**WHAT YOU WILL DO**:
Swap "Dataset batch spec" for "Annotation job spec" everywhere in the material below and reproduce all its lines with nothing else altered.

(Annotated coordinate records)
==*==
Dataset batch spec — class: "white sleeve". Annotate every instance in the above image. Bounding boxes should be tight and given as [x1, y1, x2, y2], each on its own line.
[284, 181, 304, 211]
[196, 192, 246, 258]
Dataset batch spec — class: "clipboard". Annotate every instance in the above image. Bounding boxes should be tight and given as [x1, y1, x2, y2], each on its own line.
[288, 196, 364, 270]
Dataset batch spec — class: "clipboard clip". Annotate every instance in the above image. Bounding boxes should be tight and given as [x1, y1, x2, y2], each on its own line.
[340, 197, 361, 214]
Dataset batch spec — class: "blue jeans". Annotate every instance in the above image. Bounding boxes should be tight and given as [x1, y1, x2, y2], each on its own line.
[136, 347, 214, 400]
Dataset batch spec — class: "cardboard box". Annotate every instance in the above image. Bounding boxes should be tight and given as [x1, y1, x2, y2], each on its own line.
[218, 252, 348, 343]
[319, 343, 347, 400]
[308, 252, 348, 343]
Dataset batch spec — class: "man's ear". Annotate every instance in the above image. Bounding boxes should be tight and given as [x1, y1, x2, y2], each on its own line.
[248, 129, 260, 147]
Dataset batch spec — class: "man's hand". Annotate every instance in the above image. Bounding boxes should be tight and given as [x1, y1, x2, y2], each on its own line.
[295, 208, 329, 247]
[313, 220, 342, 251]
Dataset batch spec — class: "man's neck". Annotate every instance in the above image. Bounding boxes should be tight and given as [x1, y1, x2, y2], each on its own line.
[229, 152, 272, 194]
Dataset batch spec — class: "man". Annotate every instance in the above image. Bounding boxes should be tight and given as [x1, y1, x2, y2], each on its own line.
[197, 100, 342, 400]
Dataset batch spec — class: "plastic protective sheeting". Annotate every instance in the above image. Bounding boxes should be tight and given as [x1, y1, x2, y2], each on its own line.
==*==
**SOLUTION TO THE EXERCISE**:
Annotation job spec — class: "white sleeve". Annotate every instance in the above image. Bounding boxes should be tight and given as [x1, y1, x2, y2], each on its own line.
[284, 181, 304, 211]
[196, 192, 246, 258]
Annotation job spec — class: "clipboard". Annotate every instance in the above image. Bounding boxes should be tight and given as [x1, y1, x2, y2], each on its own line.
[288, 196, 364, 270]
Annotation job spec — class: "clipboard clip". Annotate every instance in the above image. Bounding boxes should be tight and given as [x1, y1, x2, y2], each on its own line.
[340, 197, 361, 214]
Annotation job spec — class: "blue jeans". Annotate every instance in the above image. Bounding boxes should be tight and given as [x1, y1, x2, y2], each on its own line.
[136, 347, 214, 400]
Annotation job spec — class: "cardboard box". Annotate every instance in the above image. Bounding boxes should be tight and given as [x1, y1, x2, y2], each on its own line.
[218, 252, 348, 343]
[319, 343, 347, 400]
[308, 252, 348, 343]
Annotation job spec — class: "man's ear". Annotate every instance in the above image. Bounding boxes should be tight and given as [x1, y1, x2, y2], each on its own line.
[248, 129, 260, 147]
Annotation job spec — class: "man's hand". Annotate every instance in the above image. Bounding boxes should be tight and given as [x1, y1, x2, y2], each on its own line.
[295, 208, 329, 247]
[313, 220, 342, 251]
Annotation job spec — class: "man's neck". Annotate every instance in the above image. Bounding boxes should be tight and given as [x1, y1, x2, y2], each on its own line.
[229, 152, 272, 194]
Annotation job spec — class: "man". Annotate every instance in the above image. Bounding boxes should be tight and given as [x1, y1, x2, y2], each on its own line.
[197, 100, 342, 400]
Annotation job spec — class: "plastic protective sheeting". Annotate every instance in the above image. Bounding boxes should be tight and given as [x1, y1, x2, y2], each on its own line.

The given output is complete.